- Written exercise -
Please pick out every line in the entries below that contains the string "polka" and copy each such line in full. The match is case-sensitive.

Raw records:
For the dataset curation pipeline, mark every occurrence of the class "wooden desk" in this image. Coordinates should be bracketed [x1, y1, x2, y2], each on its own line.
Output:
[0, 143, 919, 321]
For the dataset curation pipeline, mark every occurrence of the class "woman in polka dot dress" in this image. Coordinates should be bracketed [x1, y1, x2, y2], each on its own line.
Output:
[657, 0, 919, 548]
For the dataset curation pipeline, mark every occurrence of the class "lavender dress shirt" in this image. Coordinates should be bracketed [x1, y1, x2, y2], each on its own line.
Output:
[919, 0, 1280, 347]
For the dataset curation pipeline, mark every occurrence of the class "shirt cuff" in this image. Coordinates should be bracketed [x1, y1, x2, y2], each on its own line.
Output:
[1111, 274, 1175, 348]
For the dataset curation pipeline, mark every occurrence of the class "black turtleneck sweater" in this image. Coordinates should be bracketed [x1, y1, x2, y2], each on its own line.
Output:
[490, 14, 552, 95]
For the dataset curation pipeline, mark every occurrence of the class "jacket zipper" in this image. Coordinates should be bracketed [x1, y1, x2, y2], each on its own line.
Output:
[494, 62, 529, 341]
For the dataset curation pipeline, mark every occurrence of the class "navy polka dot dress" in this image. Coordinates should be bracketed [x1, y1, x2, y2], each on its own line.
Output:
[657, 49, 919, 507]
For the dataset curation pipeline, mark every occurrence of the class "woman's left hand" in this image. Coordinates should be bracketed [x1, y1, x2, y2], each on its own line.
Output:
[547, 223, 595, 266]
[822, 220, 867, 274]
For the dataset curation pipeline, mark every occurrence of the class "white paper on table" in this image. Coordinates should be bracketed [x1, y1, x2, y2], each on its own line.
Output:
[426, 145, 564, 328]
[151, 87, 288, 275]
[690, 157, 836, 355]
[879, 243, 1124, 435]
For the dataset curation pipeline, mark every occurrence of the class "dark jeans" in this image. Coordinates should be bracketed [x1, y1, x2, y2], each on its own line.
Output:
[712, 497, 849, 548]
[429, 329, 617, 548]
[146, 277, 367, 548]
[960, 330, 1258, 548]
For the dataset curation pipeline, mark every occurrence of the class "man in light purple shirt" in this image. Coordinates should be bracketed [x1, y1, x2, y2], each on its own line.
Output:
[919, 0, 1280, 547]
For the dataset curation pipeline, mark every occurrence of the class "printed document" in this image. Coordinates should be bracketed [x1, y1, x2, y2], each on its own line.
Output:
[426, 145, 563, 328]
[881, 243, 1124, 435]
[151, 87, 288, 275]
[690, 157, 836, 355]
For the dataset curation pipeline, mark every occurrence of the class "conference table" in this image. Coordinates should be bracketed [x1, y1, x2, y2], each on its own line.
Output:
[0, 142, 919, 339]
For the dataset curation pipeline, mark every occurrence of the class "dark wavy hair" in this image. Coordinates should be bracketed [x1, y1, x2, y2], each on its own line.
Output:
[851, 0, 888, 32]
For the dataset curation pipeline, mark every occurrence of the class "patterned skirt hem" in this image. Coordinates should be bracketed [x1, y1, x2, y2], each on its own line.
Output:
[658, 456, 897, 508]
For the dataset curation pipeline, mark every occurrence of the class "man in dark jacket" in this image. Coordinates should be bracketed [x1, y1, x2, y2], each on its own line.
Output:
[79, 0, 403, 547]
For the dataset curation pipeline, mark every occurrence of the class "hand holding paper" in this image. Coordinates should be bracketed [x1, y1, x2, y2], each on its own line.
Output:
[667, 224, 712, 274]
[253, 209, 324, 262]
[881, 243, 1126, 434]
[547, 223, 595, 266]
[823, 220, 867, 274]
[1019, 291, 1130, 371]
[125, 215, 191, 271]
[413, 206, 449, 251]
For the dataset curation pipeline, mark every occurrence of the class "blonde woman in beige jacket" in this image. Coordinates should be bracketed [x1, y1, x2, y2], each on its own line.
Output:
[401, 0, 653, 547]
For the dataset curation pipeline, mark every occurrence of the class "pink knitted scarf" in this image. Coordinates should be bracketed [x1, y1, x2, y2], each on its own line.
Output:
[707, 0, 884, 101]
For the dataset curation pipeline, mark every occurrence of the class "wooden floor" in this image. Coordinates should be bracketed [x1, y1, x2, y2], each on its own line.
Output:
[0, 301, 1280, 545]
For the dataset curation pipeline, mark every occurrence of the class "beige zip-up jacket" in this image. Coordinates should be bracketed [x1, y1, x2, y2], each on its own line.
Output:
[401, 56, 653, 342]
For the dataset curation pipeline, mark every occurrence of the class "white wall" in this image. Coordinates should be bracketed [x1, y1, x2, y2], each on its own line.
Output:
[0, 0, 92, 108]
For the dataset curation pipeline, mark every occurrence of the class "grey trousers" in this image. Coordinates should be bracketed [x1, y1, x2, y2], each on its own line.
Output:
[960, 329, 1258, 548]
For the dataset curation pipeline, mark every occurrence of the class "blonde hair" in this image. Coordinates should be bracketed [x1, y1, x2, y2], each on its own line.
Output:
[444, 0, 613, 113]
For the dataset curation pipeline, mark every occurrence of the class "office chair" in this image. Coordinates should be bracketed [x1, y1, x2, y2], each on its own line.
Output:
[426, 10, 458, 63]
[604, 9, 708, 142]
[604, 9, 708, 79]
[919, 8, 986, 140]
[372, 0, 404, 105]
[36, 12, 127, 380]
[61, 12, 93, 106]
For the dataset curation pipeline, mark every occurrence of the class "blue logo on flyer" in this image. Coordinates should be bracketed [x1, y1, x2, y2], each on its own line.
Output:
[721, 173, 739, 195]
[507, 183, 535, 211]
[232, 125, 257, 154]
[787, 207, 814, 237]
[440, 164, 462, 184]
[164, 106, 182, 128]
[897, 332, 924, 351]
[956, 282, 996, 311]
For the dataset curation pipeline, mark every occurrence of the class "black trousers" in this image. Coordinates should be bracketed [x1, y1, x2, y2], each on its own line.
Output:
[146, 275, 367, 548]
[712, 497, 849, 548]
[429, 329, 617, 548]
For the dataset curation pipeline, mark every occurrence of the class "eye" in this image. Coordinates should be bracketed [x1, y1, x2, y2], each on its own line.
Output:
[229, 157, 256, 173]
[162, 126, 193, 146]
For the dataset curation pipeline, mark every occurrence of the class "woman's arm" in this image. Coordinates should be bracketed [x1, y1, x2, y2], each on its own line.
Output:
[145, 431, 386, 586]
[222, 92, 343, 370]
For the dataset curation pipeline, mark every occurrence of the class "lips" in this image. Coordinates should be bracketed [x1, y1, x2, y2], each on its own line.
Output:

- Solution to the problem -
For the dataset curation pipeline, mark every occurrence of the class "woman in polka dot dress" in this image. Coordinates should be bracketed [x1, y1, x2, y2], each on its own line.
For the dataset curation pipeline, mark every occurrence of the class "navy polka dot dress" in this image. Coordinates should be bracketed [x1, y1, x2, y2], each on its own line.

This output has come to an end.